** Start of Article **

NOTE: This page is archived for historical purposes and is no longer being maintained or updated. Contact NIOSH Mining if you need an accessible version.

Original creation date: August 2004

Image of publication Bolt Load Changes During Initial Face Advance and Cross-Cut Breakthrough

The San Juan Mine and the National Institute for Occupational Safety and Health conducted a study to measure how development mining affected bolt loads. Twelve fully grouted, instrumented roof bolts were installed at two three-way intersections as part of the standard bolting pattern. Newly developed miniature data acquisition systems (MIDAS) were used to measure bolt load changes during initial face advance and cross-cut breakthrough. The effects of cut placement and depth on roof bolt loads were studied. This test showed how bolt loads increased at five positions along the bolt length during initial mining. Both entry advance and crosscut breakthrough produced a similar percentage of increase in bolt loads. Geologic differences between the test sites were probably responsible for the differences in amounts of bolt loading. The test site with more top coal and a higher rock quality designation (RQD) had lower bolt loads.

** End of Article **

Direction
List every capitalized abbreviation that appears in the bolt-load study summary. The listing that follows comes from a separate source and is unrelated to the mining summary.

** Start of Material supplied **

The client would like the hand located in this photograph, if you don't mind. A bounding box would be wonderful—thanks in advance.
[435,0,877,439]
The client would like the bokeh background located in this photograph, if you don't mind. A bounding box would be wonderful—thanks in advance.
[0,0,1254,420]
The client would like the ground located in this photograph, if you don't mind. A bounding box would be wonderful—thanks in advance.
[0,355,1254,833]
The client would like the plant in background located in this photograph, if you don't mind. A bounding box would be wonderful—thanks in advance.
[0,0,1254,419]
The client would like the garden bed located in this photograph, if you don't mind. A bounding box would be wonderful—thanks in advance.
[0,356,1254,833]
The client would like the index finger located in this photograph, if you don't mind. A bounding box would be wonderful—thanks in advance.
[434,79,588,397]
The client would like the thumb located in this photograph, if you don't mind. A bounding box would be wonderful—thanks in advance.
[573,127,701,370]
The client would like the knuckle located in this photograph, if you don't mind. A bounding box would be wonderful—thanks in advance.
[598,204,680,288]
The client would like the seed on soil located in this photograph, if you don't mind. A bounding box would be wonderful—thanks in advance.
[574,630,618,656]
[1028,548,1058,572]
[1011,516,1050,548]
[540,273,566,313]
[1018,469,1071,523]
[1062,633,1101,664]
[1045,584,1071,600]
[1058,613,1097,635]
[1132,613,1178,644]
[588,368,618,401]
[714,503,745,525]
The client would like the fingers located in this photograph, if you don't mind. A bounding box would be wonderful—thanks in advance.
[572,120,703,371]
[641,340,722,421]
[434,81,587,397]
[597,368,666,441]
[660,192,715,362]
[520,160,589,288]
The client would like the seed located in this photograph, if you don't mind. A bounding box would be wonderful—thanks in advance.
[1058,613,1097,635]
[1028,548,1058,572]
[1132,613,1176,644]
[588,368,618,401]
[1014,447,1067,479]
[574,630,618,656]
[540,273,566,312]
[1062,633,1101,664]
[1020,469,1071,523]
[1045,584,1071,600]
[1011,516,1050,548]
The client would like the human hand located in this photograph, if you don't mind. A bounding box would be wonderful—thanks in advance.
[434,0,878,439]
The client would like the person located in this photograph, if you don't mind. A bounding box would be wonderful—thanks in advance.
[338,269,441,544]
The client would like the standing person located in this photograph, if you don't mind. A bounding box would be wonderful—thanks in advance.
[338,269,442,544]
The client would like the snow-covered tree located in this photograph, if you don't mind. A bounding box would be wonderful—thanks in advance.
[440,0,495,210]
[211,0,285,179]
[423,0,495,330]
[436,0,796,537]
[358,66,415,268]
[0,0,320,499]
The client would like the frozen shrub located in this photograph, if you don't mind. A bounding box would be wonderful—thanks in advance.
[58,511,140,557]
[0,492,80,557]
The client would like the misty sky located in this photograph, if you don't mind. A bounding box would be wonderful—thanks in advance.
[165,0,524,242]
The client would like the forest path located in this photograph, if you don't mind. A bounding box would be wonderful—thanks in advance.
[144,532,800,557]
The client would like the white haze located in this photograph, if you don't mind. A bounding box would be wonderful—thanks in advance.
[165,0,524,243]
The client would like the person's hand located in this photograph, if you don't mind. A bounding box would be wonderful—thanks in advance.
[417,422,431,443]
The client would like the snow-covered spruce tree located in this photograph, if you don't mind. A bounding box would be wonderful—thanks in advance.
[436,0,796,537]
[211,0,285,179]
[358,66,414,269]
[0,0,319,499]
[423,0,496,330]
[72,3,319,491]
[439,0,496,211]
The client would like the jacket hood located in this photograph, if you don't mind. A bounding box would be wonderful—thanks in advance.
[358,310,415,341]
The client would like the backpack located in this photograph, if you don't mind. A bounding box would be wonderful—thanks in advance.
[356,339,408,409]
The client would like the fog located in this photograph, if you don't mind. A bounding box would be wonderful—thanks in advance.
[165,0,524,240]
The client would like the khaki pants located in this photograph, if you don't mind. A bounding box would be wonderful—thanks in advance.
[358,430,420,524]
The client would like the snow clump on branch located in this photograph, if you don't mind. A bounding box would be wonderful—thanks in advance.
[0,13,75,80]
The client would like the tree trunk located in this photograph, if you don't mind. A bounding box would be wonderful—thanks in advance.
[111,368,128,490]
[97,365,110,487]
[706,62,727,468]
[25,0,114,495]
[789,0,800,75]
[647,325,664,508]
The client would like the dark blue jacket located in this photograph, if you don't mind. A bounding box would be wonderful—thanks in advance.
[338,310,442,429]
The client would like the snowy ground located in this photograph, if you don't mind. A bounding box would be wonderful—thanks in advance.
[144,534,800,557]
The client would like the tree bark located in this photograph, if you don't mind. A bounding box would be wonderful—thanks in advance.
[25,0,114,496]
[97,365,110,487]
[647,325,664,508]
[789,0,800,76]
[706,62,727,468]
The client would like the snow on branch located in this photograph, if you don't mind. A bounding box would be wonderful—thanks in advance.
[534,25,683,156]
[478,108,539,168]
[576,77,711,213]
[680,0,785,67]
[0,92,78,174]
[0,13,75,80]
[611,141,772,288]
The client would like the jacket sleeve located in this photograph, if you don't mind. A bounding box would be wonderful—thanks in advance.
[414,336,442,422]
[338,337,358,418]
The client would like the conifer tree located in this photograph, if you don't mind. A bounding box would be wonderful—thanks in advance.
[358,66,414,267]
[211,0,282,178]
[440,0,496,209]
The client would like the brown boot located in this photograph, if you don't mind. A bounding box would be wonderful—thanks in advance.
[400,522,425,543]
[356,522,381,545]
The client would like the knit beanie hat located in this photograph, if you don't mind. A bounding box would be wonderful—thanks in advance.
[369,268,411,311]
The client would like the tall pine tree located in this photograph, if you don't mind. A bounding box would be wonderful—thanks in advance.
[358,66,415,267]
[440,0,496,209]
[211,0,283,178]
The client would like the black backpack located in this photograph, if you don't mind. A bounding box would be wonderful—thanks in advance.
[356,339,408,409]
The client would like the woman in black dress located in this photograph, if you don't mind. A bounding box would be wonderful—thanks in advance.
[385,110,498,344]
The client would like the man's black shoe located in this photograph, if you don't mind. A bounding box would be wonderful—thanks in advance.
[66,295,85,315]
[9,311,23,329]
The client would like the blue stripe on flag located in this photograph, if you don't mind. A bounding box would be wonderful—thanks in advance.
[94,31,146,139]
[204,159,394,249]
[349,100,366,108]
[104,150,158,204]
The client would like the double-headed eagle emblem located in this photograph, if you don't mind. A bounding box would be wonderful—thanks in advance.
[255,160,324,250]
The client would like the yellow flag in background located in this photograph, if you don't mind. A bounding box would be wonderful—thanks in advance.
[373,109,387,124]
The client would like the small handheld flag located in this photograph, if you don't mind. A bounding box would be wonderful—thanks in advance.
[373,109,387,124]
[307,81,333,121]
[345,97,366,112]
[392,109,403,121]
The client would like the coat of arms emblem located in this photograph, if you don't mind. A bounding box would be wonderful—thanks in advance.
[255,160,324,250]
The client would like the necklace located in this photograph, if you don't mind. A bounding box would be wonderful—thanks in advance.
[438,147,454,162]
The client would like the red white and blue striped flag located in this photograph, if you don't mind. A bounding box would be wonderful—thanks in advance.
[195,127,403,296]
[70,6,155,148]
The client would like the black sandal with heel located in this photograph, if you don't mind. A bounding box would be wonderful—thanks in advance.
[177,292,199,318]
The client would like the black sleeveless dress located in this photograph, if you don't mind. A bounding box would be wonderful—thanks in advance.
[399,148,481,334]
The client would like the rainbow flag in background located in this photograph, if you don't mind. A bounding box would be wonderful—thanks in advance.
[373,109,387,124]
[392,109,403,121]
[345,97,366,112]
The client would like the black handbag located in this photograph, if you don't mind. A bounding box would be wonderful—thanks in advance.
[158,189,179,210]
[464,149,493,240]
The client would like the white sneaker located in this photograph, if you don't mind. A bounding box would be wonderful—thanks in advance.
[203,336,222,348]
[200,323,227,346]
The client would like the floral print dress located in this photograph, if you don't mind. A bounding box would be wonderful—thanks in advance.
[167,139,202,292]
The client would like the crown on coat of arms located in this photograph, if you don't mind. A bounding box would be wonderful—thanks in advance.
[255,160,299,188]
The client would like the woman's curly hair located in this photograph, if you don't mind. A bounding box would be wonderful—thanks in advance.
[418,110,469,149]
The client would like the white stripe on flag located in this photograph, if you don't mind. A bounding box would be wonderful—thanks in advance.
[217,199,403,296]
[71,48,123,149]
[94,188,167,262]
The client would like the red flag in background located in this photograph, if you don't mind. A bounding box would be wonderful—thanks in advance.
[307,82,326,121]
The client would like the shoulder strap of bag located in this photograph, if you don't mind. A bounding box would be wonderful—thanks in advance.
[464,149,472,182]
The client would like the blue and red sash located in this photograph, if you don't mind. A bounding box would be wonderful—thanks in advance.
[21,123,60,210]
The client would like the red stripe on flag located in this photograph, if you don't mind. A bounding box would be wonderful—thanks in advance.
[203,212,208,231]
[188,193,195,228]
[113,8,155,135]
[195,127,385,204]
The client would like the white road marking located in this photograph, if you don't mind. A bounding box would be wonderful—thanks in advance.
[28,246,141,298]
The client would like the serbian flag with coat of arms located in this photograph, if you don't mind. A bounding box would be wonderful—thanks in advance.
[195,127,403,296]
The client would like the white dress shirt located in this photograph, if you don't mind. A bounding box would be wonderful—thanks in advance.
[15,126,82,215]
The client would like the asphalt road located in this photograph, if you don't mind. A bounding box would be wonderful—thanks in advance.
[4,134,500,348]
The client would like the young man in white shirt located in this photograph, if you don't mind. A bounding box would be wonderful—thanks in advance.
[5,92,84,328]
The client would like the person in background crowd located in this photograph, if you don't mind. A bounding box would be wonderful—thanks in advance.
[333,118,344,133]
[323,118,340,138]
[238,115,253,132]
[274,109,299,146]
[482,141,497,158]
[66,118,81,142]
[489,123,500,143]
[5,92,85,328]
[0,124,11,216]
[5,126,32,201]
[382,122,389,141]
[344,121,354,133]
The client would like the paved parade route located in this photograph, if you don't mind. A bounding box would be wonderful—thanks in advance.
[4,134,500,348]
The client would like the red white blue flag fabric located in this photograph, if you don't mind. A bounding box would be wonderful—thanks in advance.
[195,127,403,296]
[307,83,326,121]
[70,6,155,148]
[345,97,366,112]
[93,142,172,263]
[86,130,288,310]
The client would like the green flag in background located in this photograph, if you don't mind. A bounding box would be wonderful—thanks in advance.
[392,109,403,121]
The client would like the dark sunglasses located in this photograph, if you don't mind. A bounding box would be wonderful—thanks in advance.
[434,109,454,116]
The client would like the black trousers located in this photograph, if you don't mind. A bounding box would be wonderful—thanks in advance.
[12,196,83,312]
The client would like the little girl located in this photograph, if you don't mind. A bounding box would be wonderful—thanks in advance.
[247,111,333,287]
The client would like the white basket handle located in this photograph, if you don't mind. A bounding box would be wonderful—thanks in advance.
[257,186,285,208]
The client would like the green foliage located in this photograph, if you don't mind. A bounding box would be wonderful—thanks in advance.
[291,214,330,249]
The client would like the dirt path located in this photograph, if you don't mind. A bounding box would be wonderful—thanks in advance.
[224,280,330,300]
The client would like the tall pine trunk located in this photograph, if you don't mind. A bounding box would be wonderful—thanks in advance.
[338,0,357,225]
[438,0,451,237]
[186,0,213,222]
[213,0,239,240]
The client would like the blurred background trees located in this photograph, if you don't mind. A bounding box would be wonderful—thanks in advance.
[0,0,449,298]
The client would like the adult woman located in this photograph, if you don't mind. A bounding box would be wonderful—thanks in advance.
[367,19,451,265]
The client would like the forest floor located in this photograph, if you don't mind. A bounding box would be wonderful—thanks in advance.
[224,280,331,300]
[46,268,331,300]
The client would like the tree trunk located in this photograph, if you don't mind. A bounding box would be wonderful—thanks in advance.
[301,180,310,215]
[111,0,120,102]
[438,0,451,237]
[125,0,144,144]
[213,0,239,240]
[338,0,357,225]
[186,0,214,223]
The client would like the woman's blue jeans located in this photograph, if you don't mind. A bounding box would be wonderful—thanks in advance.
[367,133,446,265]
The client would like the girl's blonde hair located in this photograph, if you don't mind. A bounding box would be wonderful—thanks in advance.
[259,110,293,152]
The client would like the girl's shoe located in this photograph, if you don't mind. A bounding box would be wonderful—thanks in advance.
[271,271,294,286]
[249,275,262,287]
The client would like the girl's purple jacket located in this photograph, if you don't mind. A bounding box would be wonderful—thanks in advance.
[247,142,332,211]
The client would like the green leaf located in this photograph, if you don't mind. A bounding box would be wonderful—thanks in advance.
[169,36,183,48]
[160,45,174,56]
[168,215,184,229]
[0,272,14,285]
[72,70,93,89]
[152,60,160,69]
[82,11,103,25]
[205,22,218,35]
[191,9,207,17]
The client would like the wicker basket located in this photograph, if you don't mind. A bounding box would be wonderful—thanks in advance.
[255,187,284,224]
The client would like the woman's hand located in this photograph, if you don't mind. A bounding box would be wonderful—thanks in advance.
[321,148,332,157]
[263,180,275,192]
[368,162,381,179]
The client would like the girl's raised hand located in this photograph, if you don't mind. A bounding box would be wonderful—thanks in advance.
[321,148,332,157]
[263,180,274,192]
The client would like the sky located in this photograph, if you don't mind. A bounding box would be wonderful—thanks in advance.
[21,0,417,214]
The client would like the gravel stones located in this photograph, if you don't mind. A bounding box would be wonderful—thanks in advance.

** End of Material supplied **

Full answer
NIOSH, MIDAS, RQD